__EXERCISE DESCRIPTION__: Pick out every line of the records that contains the string "rear", matching case exactly, and copy each one.

## begin MATERIALS PROVIDED

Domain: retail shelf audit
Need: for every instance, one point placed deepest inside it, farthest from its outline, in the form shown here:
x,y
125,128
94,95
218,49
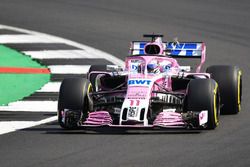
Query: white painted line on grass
x,y
50,87
46,106
91,51
69,69
11,126
24,39
31,106
61,54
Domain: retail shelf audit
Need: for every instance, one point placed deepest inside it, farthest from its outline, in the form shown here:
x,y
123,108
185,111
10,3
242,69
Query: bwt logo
x,y
139,82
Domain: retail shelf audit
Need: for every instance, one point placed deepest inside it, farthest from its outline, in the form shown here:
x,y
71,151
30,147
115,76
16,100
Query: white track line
x,y
31,106
60,54
24,39
45,106
11,126
69,69
91,51
50,87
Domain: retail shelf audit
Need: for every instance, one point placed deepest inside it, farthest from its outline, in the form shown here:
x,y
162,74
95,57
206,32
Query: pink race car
x,y
152,90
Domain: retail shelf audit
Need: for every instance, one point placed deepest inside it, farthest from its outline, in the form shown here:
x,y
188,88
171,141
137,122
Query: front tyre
x,y
203,94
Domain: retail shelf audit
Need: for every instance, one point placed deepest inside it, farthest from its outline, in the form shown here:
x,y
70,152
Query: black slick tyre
x,y
229,79
203,94
73,102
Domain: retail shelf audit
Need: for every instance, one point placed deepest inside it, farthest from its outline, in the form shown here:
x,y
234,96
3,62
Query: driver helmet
x,y
153,68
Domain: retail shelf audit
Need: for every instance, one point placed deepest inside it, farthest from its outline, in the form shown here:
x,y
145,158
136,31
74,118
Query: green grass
x,y
14,87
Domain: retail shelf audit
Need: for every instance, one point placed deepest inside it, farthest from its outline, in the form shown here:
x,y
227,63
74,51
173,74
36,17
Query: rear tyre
x,y
74,102
203,94
229,79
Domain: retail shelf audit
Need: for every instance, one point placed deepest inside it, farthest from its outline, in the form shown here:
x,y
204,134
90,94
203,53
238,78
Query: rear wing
x,y
173,49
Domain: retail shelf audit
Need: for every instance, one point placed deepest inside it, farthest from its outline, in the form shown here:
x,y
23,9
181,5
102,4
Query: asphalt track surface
x,y
109,25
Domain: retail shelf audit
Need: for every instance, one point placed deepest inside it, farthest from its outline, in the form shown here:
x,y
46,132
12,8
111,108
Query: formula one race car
x,y
152,91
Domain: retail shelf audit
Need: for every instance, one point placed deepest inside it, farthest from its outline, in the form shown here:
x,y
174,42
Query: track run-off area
x,y
62,57
109,26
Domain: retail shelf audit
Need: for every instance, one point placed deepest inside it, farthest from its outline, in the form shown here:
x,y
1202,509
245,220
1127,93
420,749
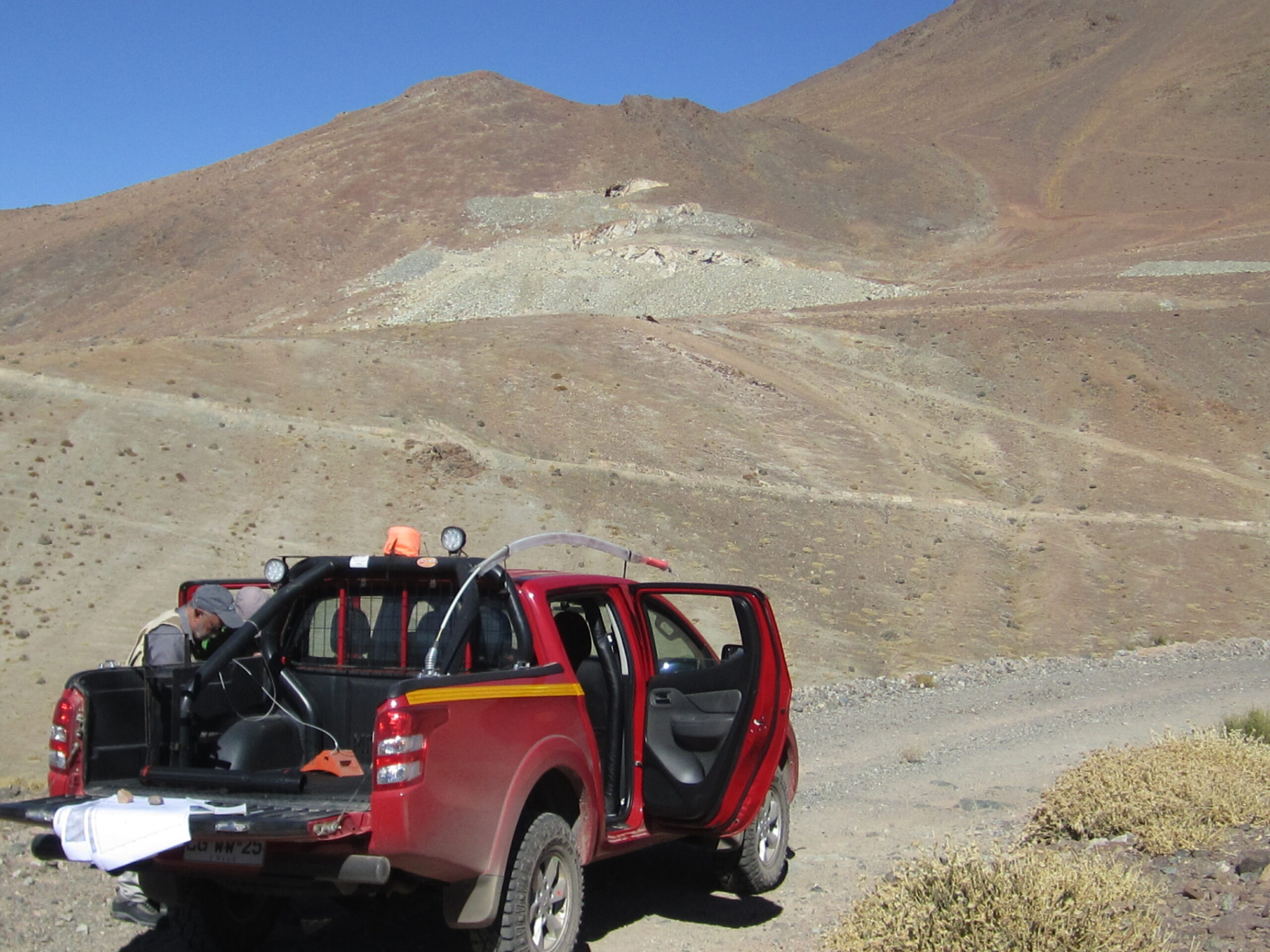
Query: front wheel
x,y
543,898
760,864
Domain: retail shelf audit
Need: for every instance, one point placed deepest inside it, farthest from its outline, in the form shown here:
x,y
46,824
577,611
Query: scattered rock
x,y
447,460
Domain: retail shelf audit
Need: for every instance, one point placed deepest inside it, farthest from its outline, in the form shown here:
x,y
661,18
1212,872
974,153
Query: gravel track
x,y
888,767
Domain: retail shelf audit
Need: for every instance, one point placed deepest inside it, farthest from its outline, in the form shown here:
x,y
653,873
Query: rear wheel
x,y
219,921
543,899
760,864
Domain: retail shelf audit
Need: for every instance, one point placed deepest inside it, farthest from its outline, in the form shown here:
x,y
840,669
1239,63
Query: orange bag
x,y
403,541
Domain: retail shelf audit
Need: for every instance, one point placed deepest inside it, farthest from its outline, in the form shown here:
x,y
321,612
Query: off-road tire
x,y
761,862
219,921
543,895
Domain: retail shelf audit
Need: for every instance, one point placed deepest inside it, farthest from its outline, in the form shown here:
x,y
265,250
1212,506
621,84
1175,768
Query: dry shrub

## end MATERIALS PROVIDED

__IN RESPONSE__:
Query: rear tyre
Query: rear wing
Query: rear wheel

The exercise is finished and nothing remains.